__Quoted text__.
Gaussian Processes (GP) — Regression & Probabilistic Classification#

Gaussian Processes (GPs) are a Bayesian, nonparametric way to do supervised learning.

  • GP regression: returns a distribution over functions that fit the data.

  • GP classification: returns probabilities (via a latent GP + a link function).

A GP is best thought of as:

A probability distribution over plausible functions.


Why people like GPs#

Advantages:

  • Interpolates the observations (for many kernels when the noise is very small).

  • Probabilistic predictions: you get uncertainty estimates (e.g., 95% intervals).

  • Versatile kernels: you can encode assumptions (smoothness, periodicity, roughness).

Disadvantages:

  • Not sparse by default: it uses all data at prediction time.

  • Training can be expensive: typically \(\mathcal{O}(n^3)\) time and \(\mathcal{O}(n^2)\) memory.

  • Can struggle in very high-dimensional feature spaces without careful kernel design / scaling.

This notebook focuses on intuition + statistical background (Gaussian conditioning), uses Plotly visuals heavily, implements GP regression from scratch, and then connects the results to scikit-learn for both regression and classification.

__Stated task A__.
Write out, word for word, the part of the Gaussian process overview that opens with the words containing "Gaussian Processes (GPs)" and closes with "fit the data.".
The text above and the rows that come after it are unrelated to each other.

__Records__.
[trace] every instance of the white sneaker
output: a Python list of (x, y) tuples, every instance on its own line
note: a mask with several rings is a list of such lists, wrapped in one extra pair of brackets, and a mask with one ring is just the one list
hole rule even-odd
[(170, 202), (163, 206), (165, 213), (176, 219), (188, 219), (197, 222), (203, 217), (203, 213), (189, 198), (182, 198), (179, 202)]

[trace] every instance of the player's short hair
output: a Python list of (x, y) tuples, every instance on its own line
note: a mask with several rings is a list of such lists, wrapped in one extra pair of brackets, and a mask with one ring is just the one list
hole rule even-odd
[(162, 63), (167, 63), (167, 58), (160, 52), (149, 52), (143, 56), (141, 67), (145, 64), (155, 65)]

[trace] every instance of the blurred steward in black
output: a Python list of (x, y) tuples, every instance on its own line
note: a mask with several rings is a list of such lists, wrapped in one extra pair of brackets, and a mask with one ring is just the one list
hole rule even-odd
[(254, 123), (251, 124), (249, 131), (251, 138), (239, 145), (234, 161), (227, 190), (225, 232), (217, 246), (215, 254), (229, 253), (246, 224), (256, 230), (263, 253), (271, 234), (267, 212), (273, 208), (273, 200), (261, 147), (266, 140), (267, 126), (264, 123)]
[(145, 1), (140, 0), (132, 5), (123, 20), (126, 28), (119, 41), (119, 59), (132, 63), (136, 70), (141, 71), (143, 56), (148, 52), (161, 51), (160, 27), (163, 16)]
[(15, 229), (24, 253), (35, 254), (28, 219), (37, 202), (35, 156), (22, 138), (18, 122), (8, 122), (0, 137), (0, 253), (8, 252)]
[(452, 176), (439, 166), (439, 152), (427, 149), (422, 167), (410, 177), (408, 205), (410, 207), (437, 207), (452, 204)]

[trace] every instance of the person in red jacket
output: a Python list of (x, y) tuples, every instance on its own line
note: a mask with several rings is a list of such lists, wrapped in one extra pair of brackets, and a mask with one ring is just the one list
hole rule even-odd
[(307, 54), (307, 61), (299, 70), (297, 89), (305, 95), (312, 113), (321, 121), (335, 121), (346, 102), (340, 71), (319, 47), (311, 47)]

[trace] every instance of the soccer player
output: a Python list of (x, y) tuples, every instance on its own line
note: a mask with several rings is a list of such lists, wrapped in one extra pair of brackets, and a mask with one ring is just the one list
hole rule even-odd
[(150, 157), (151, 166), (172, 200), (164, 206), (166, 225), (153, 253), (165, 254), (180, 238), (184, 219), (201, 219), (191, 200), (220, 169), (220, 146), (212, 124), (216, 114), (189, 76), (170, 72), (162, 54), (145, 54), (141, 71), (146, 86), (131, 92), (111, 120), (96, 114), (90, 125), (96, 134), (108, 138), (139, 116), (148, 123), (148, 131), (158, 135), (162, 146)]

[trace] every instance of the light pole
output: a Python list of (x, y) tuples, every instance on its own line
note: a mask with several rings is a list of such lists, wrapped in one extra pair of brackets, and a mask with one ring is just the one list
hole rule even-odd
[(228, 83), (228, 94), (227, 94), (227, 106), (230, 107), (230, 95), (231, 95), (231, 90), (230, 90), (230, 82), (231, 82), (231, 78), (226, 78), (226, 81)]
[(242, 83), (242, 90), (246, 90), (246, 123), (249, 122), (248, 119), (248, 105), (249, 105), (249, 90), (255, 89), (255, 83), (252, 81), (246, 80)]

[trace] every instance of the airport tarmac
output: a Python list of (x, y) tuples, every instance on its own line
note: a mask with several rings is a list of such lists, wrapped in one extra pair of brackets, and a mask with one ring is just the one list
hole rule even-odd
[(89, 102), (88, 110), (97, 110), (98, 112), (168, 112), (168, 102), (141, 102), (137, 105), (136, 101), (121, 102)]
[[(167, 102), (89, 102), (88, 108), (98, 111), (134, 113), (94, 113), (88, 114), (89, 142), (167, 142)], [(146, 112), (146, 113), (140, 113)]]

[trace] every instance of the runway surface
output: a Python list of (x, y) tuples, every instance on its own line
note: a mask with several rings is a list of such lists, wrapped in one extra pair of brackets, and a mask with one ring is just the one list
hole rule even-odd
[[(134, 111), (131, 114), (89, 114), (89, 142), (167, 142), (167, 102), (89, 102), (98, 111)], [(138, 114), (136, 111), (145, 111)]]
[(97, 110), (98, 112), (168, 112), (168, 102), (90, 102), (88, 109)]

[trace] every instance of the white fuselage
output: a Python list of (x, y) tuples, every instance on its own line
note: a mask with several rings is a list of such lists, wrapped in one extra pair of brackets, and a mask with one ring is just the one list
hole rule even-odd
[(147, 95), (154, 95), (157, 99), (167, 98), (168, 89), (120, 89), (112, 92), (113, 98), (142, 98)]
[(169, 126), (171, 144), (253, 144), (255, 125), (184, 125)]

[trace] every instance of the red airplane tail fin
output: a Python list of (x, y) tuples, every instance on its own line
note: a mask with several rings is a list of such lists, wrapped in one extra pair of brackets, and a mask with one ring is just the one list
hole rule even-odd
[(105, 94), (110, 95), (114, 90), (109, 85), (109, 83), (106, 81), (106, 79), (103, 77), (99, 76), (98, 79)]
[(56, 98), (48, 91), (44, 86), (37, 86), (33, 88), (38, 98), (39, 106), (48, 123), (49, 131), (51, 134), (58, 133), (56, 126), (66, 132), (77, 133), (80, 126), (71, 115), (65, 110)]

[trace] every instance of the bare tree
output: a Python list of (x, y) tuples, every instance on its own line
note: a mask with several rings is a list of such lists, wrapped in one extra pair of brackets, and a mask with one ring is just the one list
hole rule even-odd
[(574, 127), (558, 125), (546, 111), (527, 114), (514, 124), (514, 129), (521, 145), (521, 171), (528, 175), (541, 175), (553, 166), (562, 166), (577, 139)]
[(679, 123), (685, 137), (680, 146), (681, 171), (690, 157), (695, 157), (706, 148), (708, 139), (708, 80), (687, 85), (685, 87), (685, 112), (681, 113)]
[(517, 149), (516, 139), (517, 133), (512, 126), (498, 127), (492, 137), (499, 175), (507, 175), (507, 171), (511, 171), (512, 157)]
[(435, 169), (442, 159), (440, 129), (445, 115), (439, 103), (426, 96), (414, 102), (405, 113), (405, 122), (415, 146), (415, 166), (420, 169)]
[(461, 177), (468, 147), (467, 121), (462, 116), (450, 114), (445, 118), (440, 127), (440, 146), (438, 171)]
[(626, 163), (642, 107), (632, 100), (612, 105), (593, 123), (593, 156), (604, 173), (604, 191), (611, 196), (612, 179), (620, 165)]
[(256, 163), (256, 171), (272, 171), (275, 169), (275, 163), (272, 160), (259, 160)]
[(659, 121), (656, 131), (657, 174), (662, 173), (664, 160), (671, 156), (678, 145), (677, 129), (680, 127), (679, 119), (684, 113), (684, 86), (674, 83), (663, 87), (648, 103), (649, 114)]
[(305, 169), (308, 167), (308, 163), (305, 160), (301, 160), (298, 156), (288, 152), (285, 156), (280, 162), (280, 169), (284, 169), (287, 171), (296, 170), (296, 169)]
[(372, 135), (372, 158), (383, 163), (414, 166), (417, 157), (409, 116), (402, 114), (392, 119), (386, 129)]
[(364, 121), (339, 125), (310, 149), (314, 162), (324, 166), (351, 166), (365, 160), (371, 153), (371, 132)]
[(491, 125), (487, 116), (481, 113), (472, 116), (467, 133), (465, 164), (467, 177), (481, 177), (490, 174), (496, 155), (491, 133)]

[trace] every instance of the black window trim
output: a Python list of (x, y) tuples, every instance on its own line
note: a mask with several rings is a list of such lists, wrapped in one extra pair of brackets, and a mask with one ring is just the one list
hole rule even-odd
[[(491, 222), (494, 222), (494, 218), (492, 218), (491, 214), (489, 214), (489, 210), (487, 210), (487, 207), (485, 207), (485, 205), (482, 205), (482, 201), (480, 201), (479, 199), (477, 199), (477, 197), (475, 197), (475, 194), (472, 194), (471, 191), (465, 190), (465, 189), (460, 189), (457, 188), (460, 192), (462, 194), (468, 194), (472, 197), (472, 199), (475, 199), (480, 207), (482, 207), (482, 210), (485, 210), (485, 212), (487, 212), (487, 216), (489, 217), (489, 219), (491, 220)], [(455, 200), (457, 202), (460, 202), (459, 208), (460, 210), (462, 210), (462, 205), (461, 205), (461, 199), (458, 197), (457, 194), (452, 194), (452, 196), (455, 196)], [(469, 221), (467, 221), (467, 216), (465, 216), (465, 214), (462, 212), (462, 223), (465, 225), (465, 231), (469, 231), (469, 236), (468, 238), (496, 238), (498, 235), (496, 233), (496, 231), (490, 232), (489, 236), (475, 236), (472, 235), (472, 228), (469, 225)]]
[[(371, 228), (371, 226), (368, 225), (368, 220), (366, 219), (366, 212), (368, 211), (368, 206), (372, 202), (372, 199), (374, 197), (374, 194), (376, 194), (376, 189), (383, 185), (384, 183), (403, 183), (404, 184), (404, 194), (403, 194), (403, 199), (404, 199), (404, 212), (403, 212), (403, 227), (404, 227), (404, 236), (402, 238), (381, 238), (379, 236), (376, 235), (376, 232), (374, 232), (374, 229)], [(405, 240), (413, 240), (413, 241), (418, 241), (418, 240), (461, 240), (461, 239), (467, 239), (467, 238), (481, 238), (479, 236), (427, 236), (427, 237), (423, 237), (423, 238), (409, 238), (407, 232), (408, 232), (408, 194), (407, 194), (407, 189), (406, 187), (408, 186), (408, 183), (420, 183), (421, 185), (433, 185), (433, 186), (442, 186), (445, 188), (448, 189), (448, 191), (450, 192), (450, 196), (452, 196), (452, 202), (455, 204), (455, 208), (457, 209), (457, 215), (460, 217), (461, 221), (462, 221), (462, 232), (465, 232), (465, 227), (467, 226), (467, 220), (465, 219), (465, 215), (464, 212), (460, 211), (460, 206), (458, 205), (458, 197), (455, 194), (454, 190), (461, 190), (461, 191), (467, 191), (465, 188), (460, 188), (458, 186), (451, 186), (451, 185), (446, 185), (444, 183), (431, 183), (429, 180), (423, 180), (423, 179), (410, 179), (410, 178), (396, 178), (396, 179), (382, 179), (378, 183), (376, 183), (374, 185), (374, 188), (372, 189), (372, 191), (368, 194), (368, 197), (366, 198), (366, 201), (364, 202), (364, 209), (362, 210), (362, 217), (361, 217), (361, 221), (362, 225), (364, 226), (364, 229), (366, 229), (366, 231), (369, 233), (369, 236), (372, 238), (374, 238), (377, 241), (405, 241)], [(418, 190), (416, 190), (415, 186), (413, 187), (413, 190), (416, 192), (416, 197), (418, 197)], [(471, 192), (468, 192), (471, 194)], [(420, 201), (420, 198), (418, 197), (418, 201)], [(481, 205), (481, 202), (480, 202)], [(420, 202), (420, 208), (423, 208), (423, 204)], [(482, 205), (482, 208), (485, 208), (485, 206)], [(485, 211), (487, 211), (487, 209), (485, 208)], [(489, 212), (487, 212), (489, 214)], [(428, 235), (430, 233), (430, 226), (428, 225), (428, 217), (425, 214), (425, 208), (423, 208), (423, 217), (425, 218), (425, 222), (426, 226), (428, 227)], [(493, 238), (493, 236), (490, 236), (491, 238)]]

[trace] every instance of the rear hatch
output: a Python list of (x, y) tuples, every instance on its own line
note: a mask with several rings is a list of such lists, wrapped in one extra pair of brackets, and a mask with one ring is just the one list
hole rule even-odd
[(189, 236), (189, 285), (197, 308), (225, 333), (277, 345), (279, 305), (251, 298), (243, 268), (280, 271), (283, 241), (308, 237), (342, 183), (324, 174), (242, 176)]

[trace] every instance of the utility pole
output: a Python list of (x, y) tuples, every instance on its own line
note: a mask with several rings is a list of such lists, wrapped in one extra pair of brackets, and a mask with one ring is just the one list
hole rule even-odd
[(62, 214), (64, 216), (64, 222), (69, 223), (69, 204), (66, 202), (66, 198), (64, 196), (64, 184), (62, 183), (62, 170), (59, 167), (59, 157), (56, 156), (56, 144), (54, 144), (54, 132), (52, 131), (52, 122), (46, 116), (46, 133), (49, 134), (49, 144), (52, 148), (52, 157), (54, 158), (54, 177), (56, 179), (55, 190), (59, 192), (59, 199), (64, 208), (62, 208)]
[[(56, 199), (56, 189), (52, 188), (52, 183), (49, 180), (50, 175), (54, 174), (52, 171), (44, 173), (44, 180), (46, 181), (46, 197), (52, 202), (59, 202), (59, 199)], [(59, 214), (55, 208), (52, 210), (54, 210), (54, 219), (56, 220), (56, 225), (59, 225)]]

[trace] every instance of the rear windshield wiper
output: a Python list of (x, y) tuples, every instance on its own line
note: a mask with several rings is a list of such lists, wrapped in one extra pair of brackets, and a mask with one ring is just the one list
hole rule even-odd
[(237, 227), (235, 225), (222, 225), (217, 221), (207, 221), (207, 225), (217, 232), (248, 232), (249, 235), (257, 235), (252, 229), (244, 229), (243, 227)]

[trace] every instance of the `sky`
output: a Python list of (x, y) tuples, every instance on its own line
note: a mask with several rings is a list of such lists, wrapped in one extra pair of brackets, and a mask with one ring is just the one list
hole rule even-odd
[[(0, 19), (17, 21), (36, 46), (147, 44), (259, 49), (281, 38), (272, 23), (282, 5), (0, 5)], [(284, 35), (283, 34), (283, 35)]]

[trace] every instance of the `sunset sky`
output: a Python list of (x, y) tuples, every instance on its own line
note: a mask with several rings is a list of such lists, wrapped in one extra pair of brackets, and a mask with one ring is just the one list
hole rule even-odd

__Stated task B__.
Repeat verbatim the part of the rows that opens with the line containing "[trace] every instance of the person" and closes with the line containing "113), (140, 113)]]", including both of those lines.

__Expected answer A__.
Gaussian Processes (GPs) are a Bayesian, nonparametric way to do supervised learning.

  • GP regression: returns a distribution over functions that fit the data.

__Expected answer B__.
[trace] every instance of the person in red jacket
output: a Python list of (x, y) tuples, every instance on its own line
note: a mask with several rings is a list of such lists, wrapped in one extra pair of brackets, and a mask with one ring is just the one list
hole rule even-odd
[(307, 54), (307, 61), (299, 70), (297, 89), (305, 95), (312, 113), (321, 121), (335, 121), (346, 102), (340, 71), (319, 47), (311, 47)]

[trace] every instance of the soccer player
output: a Python list of (x, y) tuples, every instance on its own line
note: a mask with several rings is a list of such lists, wrapped in one extra pair of brackets, and a mask with one ring is just the one list
hole rule even-odd
[(150, 157), (151, 166), (172, 200), (164, 206), (166, 225), (153, 253), (165, 254), (180, 238), (184, 219), (201, 219), (191, 200), (220, 169), (220, 146), (212, 124), (216, 114), (189, 76), (170, 72), (162, 54), (145, 54), (141, 71), (146, 86), (131, 92), (111, 120), (96, 114), (90, 125), (96, 134), (108, 138), (139, 116), (148, 123), (148, 131), (158, 135), (162, 146)]

[trace] every instance of the light pole
output: a Python list of (x, y) tuples, every instance on its own line
note: a mask with several rings is a list of such lists, wrapped in one extra pair of brackets, and a mask with one ring is just the one list
hole rule even-odd
[(228, 83), (228, 94), (227, 94), (227, 106), (230, 107), (230, 95), (231, 95), (231, 90), (230, 90), (230, 82), (231, 82), (231, 78), (226, 78), (226, 81)]
[(242, 83), (242, 90), (246, 90), (246, 123), (249, 122), (248, 119), (248, 105), (249, 105), (249, 90), (255, 89), (255, 83), (252, 81), (246, 80)]

[trace] every instance of the airport tarmac
output: a Python list of (x, y) tuples, every instance on its own line
note: a mask with several rings is a list of such lists, wrapped in one extra pair of brackets, and a mask with one ring is just the one list
hole rule even-odd
[(89, 102), (88, 110), (97, 110), (98, 112), (168, 112), (168, 102), (141, 102), (137, 105), (136, 101), (121, 102)]
[[(167, 102), (89, 102), (88, 108), (98, 111), (134, 113), (94, 113), (88, 114), (89, 142), (167, 142)], [(146, 112), (146, 113), (140, 113)]]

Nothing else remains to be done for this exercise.